Copy only what runs from the line containing "Might you point out the statue head" through the end of the material below, line for line, with both ends included.

_Material supplied:_
------------------------------------------------------------

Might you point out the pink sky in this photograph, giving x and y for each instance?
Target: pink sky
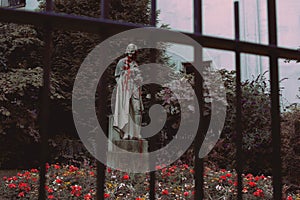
(218, 21)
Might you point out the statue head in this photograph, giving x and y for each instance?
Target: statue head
(131, 50)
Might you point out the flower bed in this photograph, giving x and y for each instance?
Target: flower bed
(173, 182)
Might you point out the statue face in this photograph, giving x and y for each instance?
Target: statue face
(133, 55)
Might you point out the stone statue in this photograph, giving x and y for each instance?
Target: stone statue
(129, 106)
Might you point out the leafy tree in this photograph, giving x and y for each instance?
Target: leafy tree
(20, 51)
(256, 126)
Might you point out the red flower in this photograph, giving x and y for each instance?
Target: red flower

------------------------------------------------------------

_Task solution:_
Might you point out the statue head in this photograph, giving x and y for each instance?
Target: statue head
(131, 50)
Might you point out the flower bed in this photograph, giving x and y for each instance?
Target: flower bed
(173, 182)
Might you point out the statue face in this photograph, giving x and y for each instance?
Target: statue face
(133, 55)
Might you point out the stone statue in this photograph, giving x and y for each instance?
Target: stone statue
(129, 106)
Might you point out the leafy tree in this photograph, giving x and y for each instance?
Target: leafy tree
(20, 51)
(256, 126)
Might you point out the red flower in this photograph, giving x and y for each instance?
Target: red flower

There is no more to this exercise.